[Task description] Write the records out once more, exactly as they appear below.

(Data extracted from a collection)
++++++++++
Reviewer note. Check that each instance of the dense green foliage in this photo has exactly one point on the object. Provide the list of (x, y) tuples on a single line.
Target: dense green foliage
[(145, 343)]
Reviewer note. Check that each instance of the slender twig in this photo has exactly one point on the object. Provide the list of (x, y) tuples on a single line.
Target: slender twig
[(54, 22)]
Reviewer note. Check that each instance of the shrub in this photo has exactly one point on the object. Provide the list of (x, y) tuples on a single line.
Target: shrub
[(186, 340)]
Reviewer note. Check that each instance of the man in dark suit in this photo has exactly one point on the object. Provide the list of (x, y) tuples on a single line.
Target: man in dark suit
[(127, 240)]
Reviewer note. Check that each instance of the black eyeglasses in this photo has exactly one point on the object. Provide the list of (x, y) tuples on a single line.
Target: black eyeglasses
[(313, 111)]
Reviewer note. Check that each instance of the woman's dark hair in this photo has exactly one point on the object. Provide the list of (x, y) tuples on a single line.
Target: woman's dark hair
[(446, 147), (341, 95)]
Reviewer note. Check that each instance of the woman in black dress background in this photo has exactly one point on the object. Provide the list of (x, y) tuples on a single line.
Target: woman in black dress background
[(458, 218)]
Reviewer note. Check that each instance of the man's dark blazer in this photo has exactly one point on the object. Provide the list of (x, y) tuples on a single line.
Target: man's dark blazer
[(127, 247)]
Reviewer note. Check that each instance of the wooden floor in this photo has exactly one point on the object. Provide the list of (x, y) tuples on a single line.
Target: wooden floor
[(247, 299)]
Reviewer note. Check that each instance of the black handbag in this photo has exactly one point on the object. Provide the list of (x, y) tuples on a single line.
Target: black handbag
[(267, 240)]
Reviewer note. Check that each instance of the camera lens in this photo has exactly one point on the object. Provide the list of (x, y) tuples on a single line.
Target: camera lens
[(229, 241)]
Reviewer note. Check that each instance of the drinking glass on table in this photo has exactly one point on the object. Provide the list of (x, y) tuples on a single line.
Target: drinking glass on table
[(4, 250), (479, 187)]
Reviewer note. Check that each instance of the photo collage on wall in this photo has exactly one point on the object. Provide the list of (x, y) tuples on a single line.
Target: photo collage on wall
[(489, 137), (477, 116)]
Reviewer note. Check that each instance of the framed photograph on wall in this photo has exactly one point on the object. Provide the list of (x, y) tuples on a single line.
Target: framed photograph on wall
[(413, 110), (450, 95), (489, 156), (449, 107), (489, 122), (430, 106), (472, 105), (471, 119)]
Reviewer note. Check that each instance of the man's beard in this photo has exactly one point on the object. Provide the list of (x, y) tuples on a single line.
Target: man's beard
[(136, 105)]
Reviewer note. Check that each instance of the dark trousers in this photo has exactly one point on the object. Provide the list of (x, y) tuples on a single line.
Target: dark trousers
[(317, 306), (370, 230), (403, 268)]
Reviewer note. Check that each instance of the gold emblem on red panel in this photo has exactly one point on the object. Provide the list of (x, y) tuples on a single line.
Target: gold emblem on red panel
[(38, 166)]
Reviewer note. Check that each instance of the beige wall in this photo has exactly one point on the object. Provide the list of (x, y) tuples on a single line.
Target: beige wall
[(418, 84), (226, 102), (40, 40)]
++++++++++
[Your response]
Reviewer note. Check that each instance of the dense green foliage in this photo has exactly one point on the object. Provide the list of (x, y) tuples on a single line.
Target: dense green foliage
[(145, 343)]
Reviewer note. Check that each instance of the slender twig in this photo has exactly one point on the object. Provide the list of (x, y) tuples on a single line.
Target: slender twig
[(54, 22)]
Reviewer note. Check that each instance of the shrub in this photo has exactly one point on the object. Provide the list of (x, y) tuples on a single line.
Target: shrub
[(186, 340)]
Reviewer note. Check that each instance of the man in dark suit in this photo has exactly one point on the object. Provide the list of (x, y) tuples on a single line.
Target: man in dark suit
[(127, 240)]
Reviewer note. Check that each instance of the black eyeglasses in this photo has exactly one point on the object. Provide the list of (x, y) tuples on a single line.
Target: black eyeglasses
[(313, 111)]
Reviewer note. Check that each instance of the woman's dark hair in this photo has exactly one point on the object. Provide the list of (x, y) tuples on a single line.
Target: woman's dark hair
[(446, 147), (341, 95)]
Reviewer note. Check that each instance of the woman in black dress background in this photo has exactly one point on the object. Provide the list of (x, y) tuples on a single line.
Target: woman in black dress background
[(458, 218)]
Reviewer note. Check that each instance of the man's dark blazer in this photo has exactly one point on the object. Provide the list of (x, y) tuples on a single line.
Target: man's dark blazer
[(127, 247)]
Reviewer note. Check that each instance of the wooden floor in this photo has exactly one point on the object. Provide the list of (x, y) tuples on a single line.
Target: wooden floor
[(247, 299)]
Reviewer note. Check that each instance of the black handbag in this photo has exactly one point on the object. Provide the list of (x, y) tuples on a single line.
Target: black handbag
[(267, 240)]
Reviewer note. Check that each instance of the camera lens in this photo has exactly one point on the object. Provide the list of (x, y) tuples on a single line.
Target: camera lens
[(229, 241)]
Reviewer note. Check that each instance of the drinking glass on table in this photo has exactly one point on the object. Provide the list of (x, y) tuples on a single line.
Target: drinking glass on table
[(4, 250), (479, 187)]
Reviewer note. Check that each instance of the photo collage on wall in this photo has exactly one point on the object. Provide the list of (x, y) tuples on a single line.
Target: photo collage on wall
[(489, 137), (477, 116)]
Reviewer note. Check that each instance of the framed photograph on wall in this photo has exactly one point on the object. Provide the list of (x, y) tuples on a single line.
Target: framed photograph on wall
[(413, 110), (450, 95), (489, 156), (449, 107), (489, 122), (430, 106), (472, 105), (471, 119)]
Reviewer note. Check that each instance of the man's beard in this photo has exactly one point on the object. Provide the list of (x, y) tuples on a single line.
Target: man's beard
[(136, 105)]
Reviewer note. Check that each instance of the dark trousers in this photo has exactly one point on the object. Provide the list of (x, y) tuples on a single line.
Target: dark trousers
[(317, 306), (370, 230), (403, 268)]
Reviewer note. Check that each instance of the gold emblem on red panel in this photo has exactly one point on the object. Provide the list of (x, y) tuples on a single line.
Target: gold emblem on red panel
[(38, 166)]
Reviewer note. Check that each instance of the beige wall in this photo has exactly one point on the object. Provide the list of (x, y) tuples on a single line.
Target: beige wall
[(418, 84), (226, 102), (40, 40)]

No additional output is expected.